→ **PROBLEM DESCRIPTION**:
Start at the top and transcribe every record through the final line exactly.

Excerpts from a dataset
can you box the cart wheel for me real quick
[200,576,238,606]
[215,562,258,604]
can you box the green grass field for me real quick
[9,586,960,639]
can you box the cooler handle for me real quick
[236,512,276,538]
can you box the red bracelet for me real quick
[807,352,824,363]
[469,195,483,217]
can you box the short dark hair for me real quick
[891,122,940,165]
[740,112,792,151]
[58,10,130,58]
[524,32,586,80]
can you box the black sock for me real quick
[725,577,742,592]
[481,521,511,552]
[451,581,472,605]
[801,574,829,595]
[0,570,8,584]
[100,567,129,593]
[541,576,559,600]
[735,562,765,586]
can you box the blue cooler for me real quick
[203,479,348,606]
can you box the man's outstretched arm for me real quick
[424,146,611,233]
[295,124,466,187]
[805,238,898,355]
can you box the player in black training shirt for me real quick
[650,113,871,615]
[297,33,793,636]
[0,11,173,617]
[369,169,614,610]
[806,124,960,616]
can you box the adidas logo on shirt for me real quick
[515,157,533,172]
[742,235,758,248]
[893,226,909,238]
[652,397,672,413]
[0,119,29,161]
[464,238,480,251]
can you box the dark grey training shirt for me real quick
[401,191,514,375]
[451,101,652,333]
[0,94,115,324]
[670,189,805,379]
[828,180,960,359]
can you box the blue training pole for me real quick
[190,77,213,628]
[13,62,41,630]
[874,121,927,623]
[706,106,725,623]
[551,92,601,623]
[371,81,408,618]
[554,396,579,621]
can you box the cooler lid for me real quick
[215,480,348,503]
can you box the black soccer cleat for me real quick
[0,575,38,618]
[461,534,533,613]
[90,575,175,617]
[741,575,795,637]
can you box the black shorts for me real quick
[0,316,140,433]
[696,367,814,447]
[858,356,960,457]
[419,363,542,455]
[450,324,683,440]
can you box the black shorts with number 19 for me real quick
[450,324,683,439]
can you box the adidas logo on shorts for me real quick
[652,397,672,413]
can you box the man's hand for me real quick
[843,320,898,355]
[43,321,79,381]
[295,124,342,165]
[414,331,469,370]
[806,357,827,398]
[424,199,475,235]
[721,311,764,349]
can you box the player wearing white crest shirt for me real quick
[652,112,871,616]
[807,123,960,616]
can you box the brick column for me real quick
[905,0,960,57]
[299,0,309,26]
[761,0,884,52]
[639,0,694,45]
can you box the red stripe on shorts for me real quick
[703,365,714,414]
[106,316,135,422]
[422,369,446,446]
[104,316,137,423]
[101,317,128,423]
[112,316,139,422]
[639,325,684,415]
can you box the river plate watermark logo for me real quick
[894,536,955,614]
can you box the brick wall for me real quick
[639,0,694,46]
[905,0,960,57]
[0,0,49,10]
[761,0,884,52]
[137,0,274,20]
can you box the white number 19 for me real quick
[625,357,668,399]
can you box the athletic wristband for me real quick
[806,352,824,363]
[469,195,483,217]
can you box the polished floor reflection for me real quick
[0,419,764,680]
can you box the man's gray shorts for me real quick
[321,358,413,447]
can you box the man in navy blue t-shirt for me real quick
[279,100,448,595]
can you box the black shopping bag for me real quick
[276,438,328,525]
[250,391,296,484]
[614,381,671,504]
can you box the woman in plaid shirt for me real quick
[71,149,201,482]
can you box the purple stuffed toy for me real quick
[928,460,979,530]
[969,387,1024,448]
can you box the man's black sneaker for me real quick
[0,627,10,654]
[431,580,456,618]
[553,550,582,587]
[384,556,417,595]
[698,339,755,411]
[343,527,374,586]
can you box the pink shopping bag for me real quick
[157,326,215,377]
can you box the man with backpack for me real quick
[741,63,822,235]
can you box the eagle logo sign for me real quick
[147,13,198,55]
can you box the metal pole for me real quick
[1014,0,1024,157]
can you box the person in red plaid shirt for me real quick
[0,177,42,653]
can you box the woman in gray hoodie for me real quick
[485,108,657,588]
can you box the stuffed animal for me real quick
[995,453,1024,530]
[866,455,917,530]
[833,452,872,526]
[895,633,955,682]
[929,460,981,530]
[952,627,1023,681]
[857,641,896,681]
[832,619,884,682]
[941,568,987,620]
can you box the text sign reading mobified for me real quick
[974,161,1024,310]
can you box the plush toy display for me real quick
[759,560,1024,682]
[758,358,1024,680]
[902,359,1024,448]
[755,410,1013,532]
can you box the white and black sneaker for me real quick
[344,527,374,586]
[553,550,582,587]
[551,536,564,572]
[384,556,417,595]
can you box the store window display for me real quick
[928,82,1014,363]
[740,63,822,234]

→ **OUTPUT FOR THIS EXERCISE**:
can you box the cart wheel for me real quick
[200,576,238,606]
[215,562,258,604]
can you box the green grass field for me real quick
[9,586,960,639]
can you box the cooler handle for me real quick
[236,512,276,538]
can you box the red bracelet for me real quick
[807,352,824,363]
[469,195,483,217]
can you box the short dark hair for me real quick
[891,122,940,165]
[740,112,792,151]
[58,10,130,58]
[524,32,586,80]
can you box the black sock for me real quick
[725,577,742,592]
[481,521,511,552]
[451,581,472,605]
[801,574,829,595]
[0,570,8,584]
[100,567,129,593]
[541,576,559,600]
[735,562,765,586]
can you box the blue cooler for me real quick
[203,479,348,606]
can you box the man's outstretched arm for me real quick
[424,146,611,233]
[295,124,466,187]
[805,238,898,355]
can you box the player in black training shirt for me real quick
[650,113,871,615]
[297,33,793,636]
[0,11,173,617]
[369,169,614,610]
[806,124,960,616]
can you box the adidas logo on shirt for me real quick
[515,157,533,172]
[742,235,758,248]
[893,226,909,238]
[652,397,672,413]
[0,119,29,161]
[464,238,480,251]
can you box the dark grey training shirt for me real quick
[401,191,514,375]
[451,101,652,333]
[0,94,115,324]
[670,189,805,379]
[828,180,960,359]
can you box the blue training pole for me real quick
[190,77,213,628]
[13,62,41,630]
[874,121,927,623]
[706,106,725,623]
[551,92,601,623]
[371,81,408,618]
[554,396,579,621]
can you box the cooler lid for me real quick
[215,480,348,503]
can you box the black soccer cleat for me real quick
[0,575,38,618]
[461,534,533,613]
[90,575,175,617]
[741,575,795,637]
can you box the black shorts for me real quick
[0,316,140,433]
[696,367,814,447]
[858,356,960,457]
[419,363,542,455]
[450,324,683,440]
can you box the black shorts with number 19 for me real quick
[450,324,683,439]
can you box the adidas logo on shorts for me real quick
[652,397,672,413]
can you box the man's hand for me real quick
[843,320,898,355]
[43,321,79,381]
[295,124,342,165]
[414,331,469,370]
[806,357,827,398]
[424,199,475,235]
[721,311,764,349]
can you box the player wearing white crest shirt for me real quick
[652,112,871,616]
[807,123,960,616]
can you box the brick column for me real quick
[905,0,960,57]
[299,0,309,26]
[761,0,884,52]
[639,0,694,45]
can you box the red stripe on shorts for me real quick
[703,365,714,414]
[106,316,135,422]
[422,369,446,446]
[104,316,137,423]
[101,317,128,423]
[112,316,139,422]
[639,325,684,415]
can you box the river plate watermark logo for me real quick
[894,536,955,614]
can you box the brick wall for me real quick
[639,0,694,46]
[905,0,960,57]
[0,0,49,10]
[761,0,884,52]
[137,0,274,20]
can you box the white number 19 for me real quick
[625,357,668,399]
can you box the athletic wristband for me real quick
[806,352,824,363]
[469,195,483,217]
can you box the polished floor reflection for me real quick
[0,419,764,680]
can you box the man's gray shorts for me real quick
[321,358,413,447]
can you box the man in navy blue t-shirt for me real quick
[279,100,448,595]
can you box the black shopping bag for me real quick
[276,438,328,525]
[250,391,296,484]
[614,381,671,504]
can you box the woman in plaid shirt for me real quick
[71,149,201,482]
can you box the purple stuffed toy for me real quick
[928,460,979,530]
[969,387,1024,448]
can you box the man's black sneaker for me real quick
[0,627,10,654]
[431,580,456,618]
[553,550,582,587]
[384,556,417,595]
[698,339,755,411]
[343,527,374,586]
can you box the pink shopping bag for me real quick
[157,326,215,377]
can you box the man with backpack for me real quick
[741,63,822,235]
can you box the eagle logo sign for me real quick
[147,13,198,55]
can you box the metal pole for me real quick
[1014,0,1024,157]
can you box the person in red plaid shirt for me real quick
[0,177,42,653]
can you box the woman in gray hoodie for me real quick
[485,108,657,588]
can you box the stuffed animal for me real quick
[995,453,1024,530]
[866,455,917,530]
[833,452,872,526]
[895,633,955,682]
[929,460,981,530]
[952,627,1023,681]
[857,641,896,681]
[832,619,884,682]
[941,568,987,620]
can you box the text sign reading mobified for me real quick
[974,161,1024,310]
can you box the plush toy display for me real quick
[759,560,1024,682]
[758,358,1024,680]
[902,359,1024,448]
[755,410,1013,532]
can you box the white and black sneaker for me real quick
[344,527,374,586]
[553,550,582,587]
[551,536,564,572]
[384,556,417,595]
can you box the store window display for me real quick
[928,82,1014,363]
[740,63,822,234]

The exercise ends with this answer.